What the task requires — Copy out every one of the records below word for word, changing nothing.

[START Supplied material]

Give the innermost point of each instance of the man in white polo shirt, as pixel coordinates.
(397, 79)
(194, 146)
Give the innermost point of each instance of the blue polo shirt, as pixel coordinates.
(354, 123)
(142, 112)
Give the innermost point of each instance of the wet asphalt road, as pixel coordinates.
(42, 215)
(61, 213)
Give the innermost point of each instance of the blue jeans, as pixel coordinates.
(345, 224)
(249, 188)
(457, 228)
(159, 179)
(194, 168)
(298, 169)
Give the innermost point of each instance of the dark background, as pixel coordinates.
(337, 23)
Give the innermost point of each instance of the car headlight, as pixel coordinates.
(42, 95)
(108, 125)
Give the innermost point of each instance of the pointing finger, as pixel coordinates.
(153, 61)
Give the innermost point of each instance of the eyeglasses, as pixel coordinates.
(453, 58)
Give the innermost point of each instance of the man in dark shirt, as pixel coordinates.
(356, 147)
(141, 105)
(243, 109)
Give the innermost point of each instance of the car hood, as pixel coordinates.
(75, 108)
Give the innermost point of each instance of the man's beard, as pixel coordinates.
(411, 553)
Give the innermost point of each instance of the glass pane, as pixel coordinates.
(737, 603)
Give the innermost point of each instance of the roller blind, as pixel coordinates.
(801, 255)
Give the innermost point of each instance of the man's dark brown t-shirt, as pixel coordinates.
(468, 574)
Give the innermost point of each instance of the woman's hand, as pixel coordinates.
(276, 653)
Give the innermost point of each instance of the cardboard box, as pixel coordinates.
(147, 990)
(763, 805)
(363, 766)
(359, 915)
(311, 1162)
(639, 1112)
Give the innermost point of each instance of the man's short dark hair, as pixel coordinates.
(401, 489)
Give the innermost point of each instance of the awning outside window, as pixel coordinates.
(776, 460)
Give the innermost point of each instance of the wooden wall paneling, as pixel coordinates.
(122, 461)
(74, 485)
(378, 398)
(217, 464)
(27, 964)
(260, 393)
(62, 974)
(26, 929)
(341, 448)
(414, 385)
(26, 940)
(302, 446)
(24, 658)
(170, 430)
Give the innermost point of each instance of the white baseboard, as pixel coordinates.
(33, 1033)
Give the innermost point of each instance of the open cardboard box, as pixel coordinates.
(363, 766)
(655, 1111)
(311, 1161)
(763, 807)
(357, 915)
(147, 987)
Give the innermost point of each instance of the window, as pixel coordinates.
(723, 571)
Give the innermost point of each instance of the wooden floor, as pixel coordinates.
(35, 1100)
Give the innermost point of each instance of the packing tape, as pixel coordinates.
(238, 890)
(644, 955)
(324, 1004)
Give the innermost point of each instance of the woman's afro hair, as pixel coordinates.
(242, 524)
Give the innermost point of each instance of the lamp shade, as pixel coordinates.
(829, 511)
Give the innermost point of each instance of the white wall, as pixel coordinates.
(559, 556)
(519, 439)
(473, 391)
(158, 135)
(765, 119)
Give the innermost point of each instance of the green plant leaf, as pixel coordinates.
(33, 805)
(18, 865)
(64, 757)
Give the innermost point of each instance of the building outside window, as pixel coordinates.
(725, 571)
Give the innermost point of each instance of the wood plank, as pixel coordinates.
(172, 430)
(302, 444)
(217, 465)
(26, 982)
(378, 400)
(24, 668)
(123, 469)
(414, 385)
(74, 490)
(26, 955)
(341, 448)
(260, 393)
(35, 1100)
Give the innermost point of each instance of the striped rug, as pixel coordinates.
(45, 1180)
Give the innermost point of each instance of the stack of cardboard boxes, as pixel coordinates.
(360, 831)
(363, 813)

[END Supplied material]

Reply —
Give the innermost point of each instance of the man in white polo shirt, as pixel coordinates.
(397, 79)
(194, 146)
Give the innermost point of each instance of the blue polo shirt, as pixel coordinates.
(354, 123)
(142, 112)
Give the innermost point of each instance of the wet asphalt road, as pixel coordinates.
(42, 215)
(61, 213)
Give the innermost point of each instance of the blue jeans, as pixel coordinates.
(345, 224)
(249, 188)
(457, 228)
(159, 179)
(194, 168)
(298, 169)
Give the innermost point of each instance of the dark background, as pixel coordinates.
(337, 23)
Give the innermost point of each instance of the car headlight, as pixel coordinates.
(42, 95)
(108, 125)
Give the innermost point of each instance of the pointing finger, as pixel coordinates.
(153, 61)
Give the innermost point of each instance of the eyeglasses, as pixel coordinates.
(453, 58)
Give the innermost point of each instance of the man in dark shirt, as pixel coordinates.
(356, 147)
(141, 105)
(243, 109)
Give the innermost point of each instance of the car hood, as pixel coordinates.
(75, 108)
Give the innermost point of each instance of the man's beard, as pixel coordinates.
(411, 553)
Give the innermost point of each instance of the glass pane, as pixel coordinates.
(737, 603)
Give the innermost point of each instance of the roller blind, as pixel coordinates.
(801, 255)
Give the innermost point of each instance of the man's dark brown t-shirt, as pixel coordinates.
(468, 574)
Give the innermost point of each instance of the woman's hand, as pixel coordinates.
(276, 653)
Give the innermost point of each instance of the cardboard box, as pixel coordinates.
(147, 990)
(763, 805)
(363, 766)
(359, 915)
(311, 1162)
(639, 1112)
Give the innermost point of each instance of the man's short dark hair, as pixel coordinates.
(401, 489)
Give the innermost point of each instance of the awning outside window, as pixel coordinates.
(776, 460)
Give the innermost point of each instance of the wooden wall paneling, as pixel coordinates.
(122, 461)
(74, 485)
(378, 398)
(217, 464)
(27, 964)
(260, 393)
(62, 974)
(26, 929)
(341, 448)
(414, 385)
(26, 940)
(302, 446)
(24, 658)
(170, 430)
Give the innermost point of each instance of the white baseboard, as pixel coordinates.
(33, 1033)
Give the innermost point of each instance of the open cardboard box, as pixel coordinates.
(363, 766)
(655, 1111)
(311, 1161)
(763, 807)
(357, 915)
(147, 987)
Give the innermost point of each instance of the window, as pixel coordinates.
(723, 571)
Give the innermost point of each instance of the wooden floor, as pixel coordinates.
(35, 1100)
Give the innermost point of each instance of the packing tape, as pixel coordinates.
(238, 890)
(644, 955)
(324, 1004)
Give the innermost point of each instance of the woman's afro hair, as pixel coordinates.
(242, 524)
Give the innermost point of each instance of the lamp shade, as pixel coordinates.
(829, 511)
Give the innermost point of each instance of the white wall, as pixel coordinates.
(559, 556)
(519, 439)
(473, 391)
(158, 135)
(765, 119)
Give the innermost point of each instance of the green plant leaf, as pixel coordinates.
(33, 805)
(18, 865)
(64, 757)
Give the innermost point of each instance of the building outside window, as pixel coordinates.
(725, 571)
Give the innermost point of each instance of the wood plank, as pixel coordinates.
(172, 430)
(302, 444)
(217, 465)
(26, 982)
(378, 400)
(24, 668)
(123, 469)
(414, 385)
(74, 490)
(26, 955)
(341, 448)
(260, 393)
(35, 1100)
Give the innermost point of each instance of the striped rug, as pixel coordinates.
(45, 1180)
Give the innermost point of each instance of the stack of cardboard boxes, as pixel coordinates.
(360, 831)
(363, 813)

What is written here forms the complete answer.